[Records from a dataset]
::::::

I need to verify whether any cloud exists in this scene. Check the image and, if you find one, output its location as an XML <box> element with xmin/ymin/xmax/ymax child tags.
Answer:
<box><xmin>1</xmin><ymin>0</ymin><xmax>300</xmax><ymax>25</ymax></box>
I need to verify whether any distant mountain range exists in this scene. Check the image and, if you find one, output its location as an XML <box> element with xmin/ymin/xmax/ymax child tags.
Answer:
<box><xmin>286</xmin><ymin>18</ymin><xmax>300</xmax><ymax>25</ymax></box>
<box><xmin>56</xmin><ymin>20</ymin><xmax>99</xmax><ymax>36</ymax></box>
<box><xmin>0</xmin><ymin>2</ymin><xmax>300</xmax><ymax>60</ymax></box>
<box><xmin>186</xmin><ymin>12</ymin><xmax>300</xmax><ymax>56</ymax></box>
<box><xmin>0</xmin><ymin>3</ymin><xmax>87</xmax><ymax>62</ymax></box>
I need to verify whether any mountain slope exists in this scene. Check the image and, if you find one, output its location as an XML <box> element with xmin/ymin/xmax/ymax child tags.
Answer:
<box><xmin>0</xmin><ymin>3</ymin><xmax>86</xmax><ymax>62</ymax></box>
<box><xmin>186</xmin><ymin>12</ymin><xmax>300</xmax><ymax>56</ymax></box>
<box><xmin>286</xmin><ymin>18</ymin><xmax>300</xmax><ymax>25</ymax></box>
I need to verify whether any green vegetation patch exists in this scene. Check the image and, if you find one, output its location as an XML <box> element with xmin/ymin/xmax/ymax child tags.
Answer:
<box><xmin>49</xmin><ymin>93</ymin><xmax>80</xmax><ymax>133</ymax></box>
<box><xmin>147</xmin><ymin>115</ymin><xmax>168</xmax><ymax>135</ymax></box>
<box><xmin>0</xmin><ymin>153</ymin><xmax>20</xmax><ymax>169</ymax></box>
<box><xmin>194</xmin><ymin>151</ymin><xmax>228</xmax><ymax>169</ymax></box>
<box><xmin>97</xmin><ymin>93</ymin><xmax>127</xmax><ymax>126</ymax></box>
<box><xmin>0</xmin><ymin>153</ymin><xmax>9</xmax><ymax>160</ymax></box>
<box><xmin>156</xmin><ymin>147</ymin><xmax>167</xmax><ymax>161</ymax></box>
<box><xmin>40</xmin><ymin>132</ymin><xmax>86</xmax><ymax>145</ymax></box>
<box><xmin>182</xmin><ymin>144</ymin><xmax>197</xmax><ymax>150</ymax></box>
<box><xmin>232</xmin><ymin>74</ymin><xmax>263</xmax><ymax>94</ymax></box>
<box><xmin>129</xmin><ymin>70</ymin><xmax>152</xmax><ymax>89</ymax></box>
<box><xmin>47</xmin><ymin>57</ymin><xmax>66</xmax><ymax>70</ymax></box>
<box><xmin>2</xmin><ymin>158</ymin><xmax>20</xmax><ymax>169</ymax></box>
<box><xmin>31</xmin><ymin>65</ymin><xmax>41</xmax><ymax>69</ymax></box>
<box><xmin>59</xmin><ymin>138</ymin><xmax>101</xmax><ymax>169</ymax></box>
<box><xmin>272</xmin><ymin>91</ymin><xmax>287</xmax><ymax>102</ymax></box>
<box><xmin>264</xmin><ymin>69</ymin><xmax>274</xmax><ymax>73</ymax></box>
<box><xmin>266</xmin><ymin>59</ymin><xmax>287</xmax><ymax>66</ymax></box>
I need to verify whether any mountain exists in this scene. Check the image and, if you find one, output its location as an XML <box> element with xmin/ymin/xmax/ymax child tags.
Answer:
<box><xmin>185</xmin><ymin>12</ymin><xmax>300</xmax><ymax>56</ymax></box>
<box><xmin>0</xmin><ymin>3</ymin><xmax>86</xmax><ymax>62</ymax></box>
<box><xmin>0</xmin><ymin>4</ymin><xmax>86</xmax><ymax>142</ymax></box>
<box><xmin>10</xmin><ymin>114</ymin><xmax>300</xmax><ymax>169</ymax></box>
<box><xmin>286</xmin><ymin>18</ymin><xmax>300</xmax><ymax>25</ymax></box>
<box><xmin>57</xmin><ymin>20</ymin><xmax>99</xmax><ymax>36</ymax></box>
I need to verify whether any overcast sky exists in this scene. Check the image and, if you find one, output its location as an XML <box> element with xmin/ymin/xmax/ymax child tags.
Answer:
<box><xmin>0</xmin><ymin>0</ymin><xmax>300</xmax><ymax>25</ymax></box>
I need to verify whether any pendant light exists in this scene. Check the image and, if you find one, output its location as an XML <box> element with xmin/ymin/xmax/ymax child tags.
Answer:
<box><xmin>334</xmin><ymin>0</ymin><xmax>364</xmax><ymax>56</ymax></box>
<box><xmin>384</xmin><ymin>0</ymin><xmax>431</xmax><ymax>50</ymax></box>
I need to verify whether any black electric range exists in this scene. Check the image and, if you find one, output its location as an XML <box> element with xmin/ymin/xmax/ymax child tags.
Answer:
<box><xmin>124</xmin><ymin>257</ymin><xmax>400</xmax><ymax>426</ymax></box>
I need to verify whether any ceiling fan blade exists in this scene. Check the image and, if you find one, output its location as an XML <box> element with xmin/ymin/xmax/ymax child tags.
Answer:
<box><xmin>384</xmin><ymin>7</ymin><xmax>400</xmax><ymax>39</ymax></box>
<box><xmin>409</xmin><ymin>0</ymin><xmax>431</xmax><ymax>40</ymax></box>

::::::

[Exercise instructions] Copy out every line of the material above word for word.

[Worked solution]
I need to verify whether any cloud exists in this scene. Check the image and, if you find one, output its location as an XML <box> element with xmin/ymin/xmax/ymax child tags.
Answer:
<box><xmin>1</xmin><ymin>0</ymin><xmax>300</xmax><ymax>25</ymax></box>
I need to verify whether any distant mountain range exists in this scene. Check the image and, if you find one, output its location as an XML <box> element with xmin/ymin/xmax/ymax child tags.
Answer:
<box><xmin>286</xmin><ymin>18</ymin><xmax>300</xmax><ymax>25</ymax></box>
<box><xmin>56</xmin><ymin>20</ymin><xmax>99</xmax><ymax>36</ymax></box>
<box><xmin>0</xmin><ymin>2</ymin><xmax>300</xmax><ymax>60</ymax></box>
<box><xmin>186</xmin><ymin>12</ymin><xmax>300</xmax><ymax>56</ymax></box>
<box><xmin>0</xmin><ymin>3</ymin><xmax>87</xmax><ymax>62</ymax></box>
I need to verify whether any mountain slope exists in this scene. Check the image and, if you find one, output its location as an XML <box> element with xmin/ymin/xmax/ymax child tags.
Answer:
<box><xmin>0</xmin><ymin>3</ymin><xmax>86</xmax><ymax>62</ymax></box>
<box><xmin>186</xmin><ymin>12</ymin><xmax>300</xmax><ymax>56</ymax></box>
<box><xmin>286</xmin><ymin>18</ymin><xmax>300</xmax><ymax>25</ymax></box>
I need to verify whether any green vegetation patch exists in this scene. Check the image and, if you find one, output its location as an XML <box> element with xmin/ymin/xmax/ymax child tags.
Answer:
<box><xmin>49</xmin><ymin>93</ymin><xmax>80</xmax><ymax>133</ymax></box>
<box><xmin>147</xmin><ymin>115</ymin><xmax>168</xmax><ymax>135</ymax></box>
<box><xmin>0</xmin><ymin>153</ymin><xmax>20</xmax><ymax>169</ymax></box>
<box><xmin>194</xmin><ymin>151</ymin><xmax>228</xmax><ymax>169</ymax></box>
<box><xmin>97</xmin><ymin>93</ymin><xmax>127</xmax><ymax>126</ymax></box>
<box><xmin>0</xmin><ymin>153</ymin><xmax>9</xmax><ymax>160</ymax></box>
<box><xmin>156</xmin><ymin>147</ymin><xmax>167</xmax><ymax>161</ymax></box>
<box><xmin>40</xmin><ymin>132</ymin><xmax>86</xmax><ymax>145</ymax></box>
<box><xmin>182</xmin><ymin>144</ymin><xmax>197</xmax><ymax>150</ymax></box>
<box><xmin>232</xmin><ymin>74</ymin><xmax>263</xmax><ymax>94</ymax></box>
<box><xmin>129</xmin><ymin>70</ymin><xmax>152</xmax><ymax>89</ymax></box>
<box><xmin>47</xmin><ymin>57</ymin><xmax>66</xmax><ymax>70</ymax></box>
<box><xmin>2</xmin><ymin>158</ymin><xmax>20</xmax><ymax>169</ymax></box>
<box><xmin>31</xmin><ymin>65</ymin><xmax>41</xmax><ymax>69</ymax></box>
<box><xmin>59</xmin><ymin>138</ymin><xmax>101</xmax><ymax>169</ymax></box>
<box><xmin>272</xmin><ymin>91</ymin><xmax>287</xmax><ymax>102</ymax></box>
<box><xmin>264</xmin><ymin>69</ymin><xmax>274</xmax><ymax>73</ymax></box>
<box><xmin>266</xmin><ymin>59</ymin><xmax>287</xmax><ymax>66</ymax></box>
I need to verify whether any mountain exists in this scene. Check the image and, if you find one, output its location as an XML <box> element with xmin/ymin/xmax/ymax child tags.
Answer:
<box><xmin>185</xmin><ymin>12</ymin><xmax>300</xmax><ymax>56</ymax></box>
<box><xmin>0</xmin><ymin>3</ymin><xmax>86</xmax><ymax>62</ymax></box>
<box><xmin>0</xmin><ymin>4</ymin><xmax>86</xmax><ymax>142</ymax></box>
<box><xmin>10</xmin><ymin>114</ymin><xmax>300</xmax><ymax>169</ymax></box>
<box><xmin>286</xmin><ymin>18</ymin><xmax>300</xmax><ymax>25</ymax></box>
<box><xmin>57</xmin><ymin>20</ymin><xmax>99</xmax><ymax>36</ymax></box>
I need to verify whether any overcast sky exists in this scene. Check the image and, if you find one, output its location as an XML <box> element with xmin/ymin/xmax/ymax child tags.
Answer:
<box><xmin>0</xmin><ymin>0</ymin><xmax>300</xmax><ymax>25</ymax></box>
I need to verify whether any pendant light exists in this scene. Check the image and, if you find one, output its location as an XML <box> element with xmin/ymin/xmax/ymax child tags.
Answer:
<box><xmin>334</xmin><ymin>0</ymin><xmax>364</xmax><ymax>56</ymax></box>
<box><xmin>384</xmin><ymin>0</ymin><xmax>431</xmax><ymax>50</ymax></box>
I need to verify whether any black electric range exists in this scene. Check the image and, if you find one, output its location as an XML <box> element with xmin/ymin/xmax/ymax child tags.
Answer:
<box><xmin>124</xmin><ymin>257</ymin><xmax>400</xmax><ymax>426</ymax></box>
I need to verify whether any ceiling fan blade exists in this scene. Check the image and, if you find one, output its location as an XML <box> element with xmin/ymin/xmax/ymax child tags.
Answer:
<box><xmin>384</xmin><ymin>7</ymin><xmax>400</xmax><ymax>39</ymax></box>
<box><xmin>409</xmin><ymin>0</ymin><xmax>431</xmax><ymax>40</ymax></box>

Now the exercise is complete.